## SELECTION

"""

Okay. Well, I at this point, I'm thinking, I really look forward to your take on the subsequent films in this series if this is where we are for Hannibal.

Andy Nelson:

Well, I as I watch this, I know we've been joking about your, like, allowing only 15 total stars for all five of these films. And after I revisit this, I'm like, maybe it wouldn't be hard to get to 15 stars. The hard part might be saying, do I have to give 15 stars to these scripts?

Pete Wright:

I I'm telling you. I told you last week after I had watched all of the movies that my math checks out, and I think you thought I was that was dubious, a dubious claim. But

Andy Nelson:

Your math checks out, but are you hitting 15? Because I'm not gonna let you go under.

Pete Wright:

No. I'm act I'm hitting 15. I'm hitting 15. I figured it out.

Andy Nelson:

Alright. Okay. Good. Wow. Alright.

Pete Wright:

Yeah. Wow. Wow. I mean,

Andy Nelson:

I haven't it's been a long time since I've seen Red Dragon. I've never seen Hannibal rising. So it's not completely fair of me to say this just yet. But if they if they linger around this level of quality, then I I don't foresee it getting to 15 for me. Holy cow.

"""

## GIVEN EXERCISE 1
Answer these questions about the film podcast transcript:
(a) How many total stars was joked about for all five films?
(b) Which film has Andy Nelson never seen?
(c) When did Pete Wright say he told Andy Nelson that his math checks out?
## GIVEN EXERCISE 2
Put the lines of the records, from the line with "Indicate every instance of the sky" up to and including the line with "Indicate every instance of the street", into a numbered list, leaving out blank lines.
The transcript and the records were taken from unrelated sources.

## ENTRIES PROVIDED
"""

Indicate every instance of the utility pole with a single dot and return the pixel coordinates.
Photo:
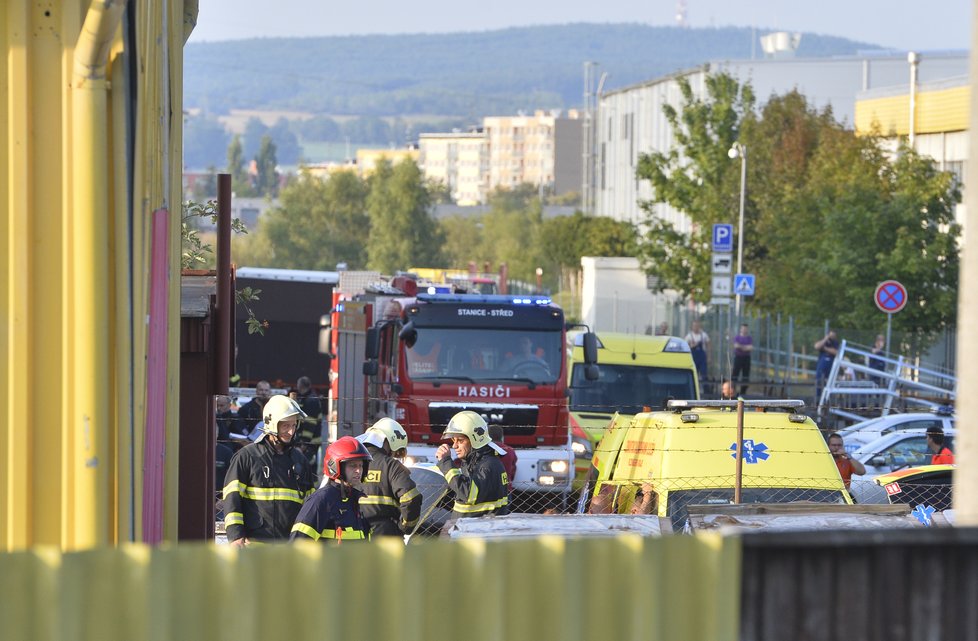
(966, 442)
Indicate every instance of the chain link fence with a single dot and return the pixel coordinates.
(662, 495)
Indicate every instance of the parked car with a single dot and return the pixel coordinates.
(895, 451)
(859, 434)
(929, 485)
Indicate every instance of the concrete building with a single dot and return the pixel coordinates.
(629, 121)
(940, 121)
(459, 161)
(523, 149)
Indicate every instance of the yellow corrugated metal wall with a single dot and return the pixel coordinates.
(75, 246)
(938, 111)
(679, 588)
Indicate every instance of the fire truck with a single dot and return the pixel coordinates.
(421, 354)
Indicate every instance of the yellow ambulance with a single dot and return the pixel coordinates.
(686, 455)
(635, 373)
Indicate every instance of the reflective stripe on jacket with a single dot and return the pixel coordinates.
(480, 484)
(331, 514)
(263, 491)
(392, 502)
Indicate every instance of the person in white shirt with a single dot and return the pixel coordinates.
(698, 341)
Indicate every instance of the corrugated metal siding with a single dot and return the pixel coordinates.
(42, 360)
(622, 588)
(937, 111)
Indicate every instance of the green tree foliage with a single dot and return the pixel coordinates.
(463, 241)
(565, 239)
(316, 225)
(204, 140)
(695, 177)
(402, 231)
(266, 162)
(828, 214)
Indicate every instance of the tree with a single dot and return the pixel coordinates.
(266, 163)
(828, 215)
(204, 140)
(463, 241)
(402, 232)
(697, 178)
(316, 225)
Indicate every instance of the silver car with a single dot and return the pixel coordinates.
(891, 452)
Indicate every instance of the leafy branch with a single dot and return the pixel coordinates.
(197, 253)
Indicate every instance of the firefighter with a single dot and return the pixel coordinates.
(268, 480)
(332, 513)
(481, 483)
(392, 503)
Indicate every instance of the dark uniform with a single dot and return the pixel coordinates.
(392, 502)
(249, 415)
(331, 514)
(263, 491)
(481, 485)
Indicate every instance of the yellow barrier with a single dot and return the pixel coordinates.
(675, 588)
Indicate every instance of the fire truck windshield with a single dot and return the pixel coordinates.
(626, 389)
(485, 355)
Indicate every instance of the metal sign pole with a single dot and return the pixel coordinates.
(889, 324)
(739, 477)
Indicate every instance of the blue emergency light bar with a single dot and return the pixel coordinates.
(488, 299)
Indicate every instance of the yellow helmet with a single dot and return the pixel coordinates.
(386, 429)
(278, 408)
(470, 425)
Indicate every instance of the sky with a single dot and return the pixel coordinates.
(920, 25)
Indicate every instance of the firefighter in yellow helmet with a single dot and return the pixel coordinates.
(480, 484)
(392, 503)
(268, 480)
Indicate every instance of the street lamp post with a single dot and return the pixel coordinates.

"""
"""

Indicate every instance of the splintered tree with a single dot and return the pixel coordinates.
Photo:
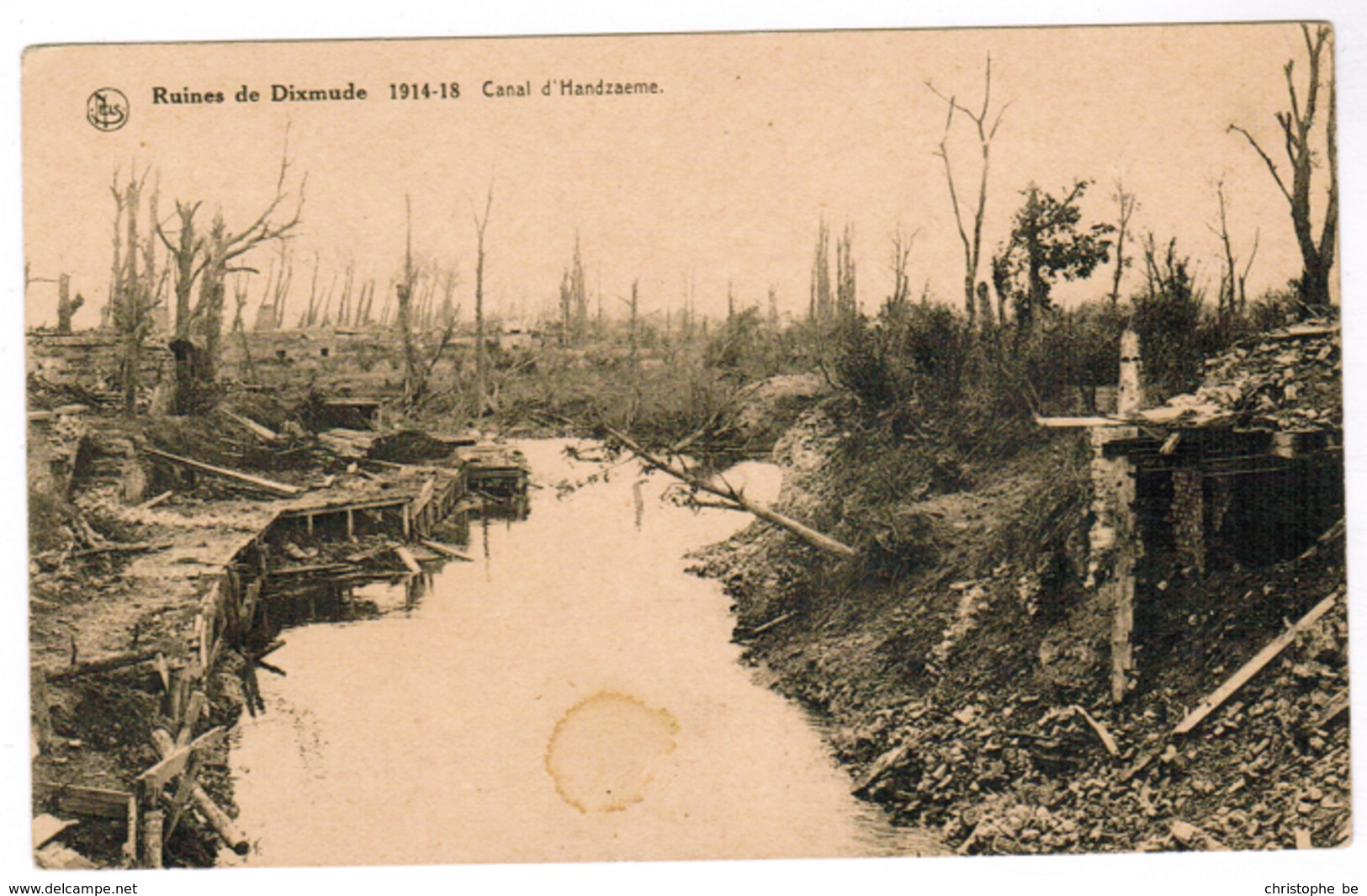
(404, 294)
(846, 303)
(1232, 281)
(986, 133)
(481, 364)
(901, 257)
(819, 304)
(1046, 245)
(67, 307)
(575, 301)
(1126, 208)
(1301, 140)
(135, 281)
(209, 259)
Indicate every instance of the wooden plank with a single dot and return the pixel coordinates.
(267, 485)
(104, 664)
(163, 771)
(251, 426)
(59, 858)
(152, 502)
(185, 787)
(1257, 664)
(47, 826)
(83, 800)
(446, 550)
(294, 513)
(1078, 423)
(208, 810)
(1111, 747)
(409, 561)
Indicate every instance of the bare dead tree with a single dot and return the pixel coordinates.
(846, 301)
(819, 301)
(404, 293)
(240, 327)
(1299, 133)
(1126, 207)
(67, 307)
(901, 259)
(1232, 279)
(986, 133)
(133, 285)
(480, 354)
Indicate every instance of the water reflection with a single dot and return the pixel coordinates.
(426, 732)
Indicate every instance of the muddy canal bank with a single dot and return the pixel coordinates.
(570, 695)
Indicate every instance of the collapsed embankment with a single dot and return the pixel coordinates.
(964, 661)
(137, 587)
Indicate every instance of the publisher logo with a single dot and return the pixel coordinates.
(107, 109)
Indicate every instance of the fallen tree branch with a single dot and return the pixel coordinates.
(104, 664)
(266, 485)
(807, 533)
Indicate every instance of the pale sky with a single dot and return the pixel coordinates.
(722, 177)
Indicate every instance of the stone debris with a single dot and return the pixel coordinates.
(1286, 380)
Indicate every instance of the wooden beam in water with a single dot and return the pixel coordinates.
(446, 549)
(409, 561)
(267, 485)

"""
"""

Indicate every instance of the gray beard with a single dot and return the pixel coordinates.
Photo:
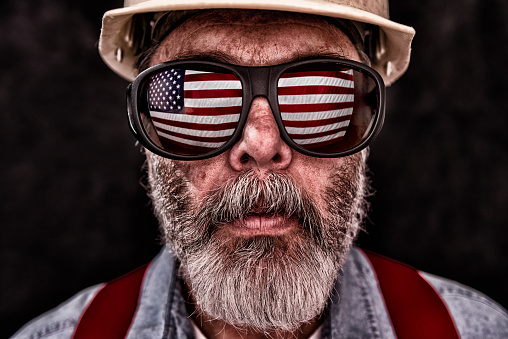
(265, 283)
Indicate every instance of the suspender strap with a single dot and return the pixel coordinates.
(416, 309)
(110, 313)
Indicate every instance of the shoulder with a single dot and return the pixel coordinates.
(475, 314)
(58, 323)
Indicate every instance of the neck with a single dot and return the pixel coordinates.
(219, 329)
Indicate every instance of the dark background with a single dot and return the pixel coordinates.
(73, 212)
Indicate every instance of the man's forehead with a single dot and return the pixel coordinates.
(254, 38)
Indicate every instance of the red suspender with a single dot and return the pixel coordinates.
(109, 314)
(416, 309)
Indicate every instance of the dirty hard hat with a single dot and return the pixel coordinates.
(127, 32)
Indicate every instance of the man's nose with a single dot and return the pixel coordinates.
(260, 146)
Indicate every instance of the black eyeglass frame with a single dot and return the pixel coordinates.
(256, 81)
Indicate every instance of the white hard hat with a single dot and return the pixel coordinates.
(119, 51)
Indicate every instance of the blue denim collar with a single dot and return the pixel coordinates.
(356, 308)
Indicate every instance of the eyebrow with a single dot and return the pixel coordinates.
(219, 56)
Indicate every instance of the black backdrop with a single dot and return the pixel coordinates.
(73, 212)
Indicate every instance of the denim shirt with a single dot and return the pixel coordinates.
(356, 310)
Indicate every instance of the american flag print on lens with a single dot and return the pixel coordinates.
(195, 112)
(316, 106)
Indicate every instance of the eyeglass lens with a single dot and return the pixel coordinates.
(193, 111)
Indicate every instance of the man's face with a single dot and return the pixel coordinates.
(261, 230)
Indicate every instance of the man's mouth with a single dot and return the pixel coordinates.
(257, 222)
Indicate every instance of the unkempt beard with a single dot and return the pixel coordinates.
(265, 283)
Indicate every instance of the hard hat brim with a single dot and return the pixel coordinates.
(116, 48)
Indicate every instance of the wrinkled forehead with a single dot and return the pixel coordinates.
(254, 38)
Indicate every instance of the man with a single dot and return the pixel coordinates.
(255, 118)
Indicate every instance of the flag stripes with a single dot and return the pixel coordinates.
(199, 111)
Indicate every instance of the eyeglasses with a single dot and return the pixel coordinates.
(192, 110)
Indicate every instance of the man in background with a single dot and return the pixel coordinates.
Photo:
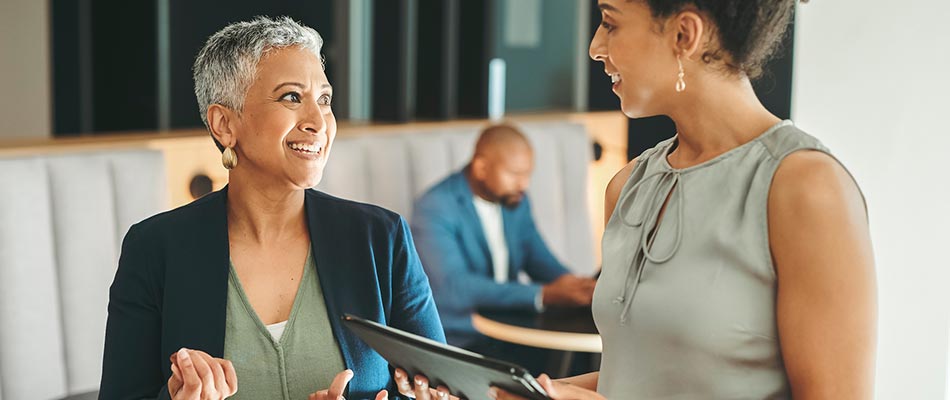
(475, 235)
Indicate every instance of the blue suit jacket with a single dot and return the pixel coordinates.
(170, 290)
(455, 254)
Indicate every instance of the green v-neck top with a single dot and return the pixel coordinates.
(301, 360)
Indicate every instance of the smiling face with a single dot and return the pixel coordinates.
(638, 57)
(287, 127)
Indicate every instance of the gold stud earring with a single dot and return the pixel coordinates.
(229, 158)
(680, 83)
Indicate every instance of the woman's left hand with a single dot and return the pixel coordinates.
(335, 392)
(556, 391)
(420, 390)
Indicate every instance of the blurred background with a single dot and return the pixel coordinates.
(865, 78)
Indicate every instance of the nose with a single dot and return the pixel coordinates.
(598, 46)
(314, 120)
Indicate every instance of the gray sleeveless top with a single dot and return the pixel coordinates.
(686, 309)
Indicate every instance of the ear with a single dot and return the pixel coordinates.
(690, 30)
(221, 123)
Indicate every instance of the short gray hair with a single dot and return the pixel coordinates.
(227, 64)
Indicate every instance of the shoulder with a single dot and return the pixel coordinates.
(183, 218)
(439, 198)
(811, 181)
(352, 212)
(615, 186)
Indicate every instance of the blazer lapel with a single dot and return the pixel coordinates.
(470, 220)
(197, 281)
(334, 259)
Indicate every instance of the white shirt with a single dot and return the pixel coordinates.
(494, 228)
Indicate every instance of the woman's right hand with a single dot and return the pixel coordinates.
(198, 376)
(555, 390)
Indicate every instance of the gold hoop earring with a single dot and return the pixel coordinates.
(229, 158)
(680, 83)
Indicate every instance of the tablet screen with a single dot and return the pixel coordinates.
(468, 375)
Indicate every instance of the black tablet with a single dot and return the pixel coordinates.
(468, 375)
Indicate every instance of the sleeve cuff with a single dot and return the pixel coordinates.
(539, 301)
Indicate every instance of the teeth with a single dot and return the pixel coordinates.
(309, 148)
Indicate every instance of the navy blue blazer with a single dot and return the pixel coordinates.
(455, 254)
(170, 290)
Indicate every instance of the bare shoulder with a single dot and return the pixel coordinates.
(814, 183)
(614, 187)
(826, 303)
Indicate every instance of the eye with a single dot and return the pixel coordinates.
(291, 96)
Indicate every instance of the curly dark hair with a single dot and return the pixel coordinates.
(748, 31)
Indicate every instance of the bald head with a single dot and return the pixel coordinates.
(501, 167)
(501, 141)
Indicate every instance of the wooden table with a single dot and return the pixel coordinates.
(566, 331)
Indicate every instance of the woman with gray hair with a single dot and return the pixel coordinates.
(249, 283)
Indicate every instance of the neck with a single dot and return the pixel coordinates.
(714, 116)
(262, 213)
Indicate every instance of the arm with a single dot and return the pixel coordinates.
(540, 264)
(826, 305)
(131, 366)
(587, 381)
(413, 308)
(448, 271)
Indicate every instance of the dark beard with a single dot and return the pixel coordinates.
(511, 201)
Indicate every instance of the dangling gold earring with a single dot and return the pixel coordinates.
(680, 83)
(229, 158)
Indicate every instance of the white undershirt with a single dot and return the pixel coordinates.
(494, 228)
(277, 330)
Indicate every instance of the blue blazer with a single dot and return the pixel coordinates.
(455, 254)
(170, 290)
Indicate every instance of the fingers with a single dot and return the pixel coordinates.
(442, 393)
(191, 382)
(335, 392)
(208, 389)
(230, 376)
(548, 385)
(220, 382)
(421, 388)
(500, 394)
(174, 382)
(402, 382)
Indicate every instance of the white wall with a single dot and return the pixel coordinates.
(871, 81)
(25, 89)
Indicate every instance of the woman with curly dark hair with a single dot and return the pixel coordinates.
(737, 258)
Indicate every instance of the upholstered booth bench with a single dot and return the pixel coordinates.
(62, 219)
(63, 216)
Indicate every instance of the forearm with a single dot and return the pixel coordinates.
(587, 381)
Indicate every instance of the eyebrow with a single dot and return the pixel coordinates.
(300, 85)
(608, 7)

"""

## FULL OUTPUT 1
(a) 15
(b) Hannibal Rising
(c) Last week

## FULL OUTPUT 2
1. Indicate every instance of the sky with a single dot and return the pixel coordinates.
2. (920, 25)
3. Indicate every instance of the firefighter in yellow helmet with a single dot and return the pixel coordinates.
4. (480, 484)
5. (392, 503)
6. (268, 480)
7. Indicate every instance of the street lamp post with a single dot and return the pixel coordinates.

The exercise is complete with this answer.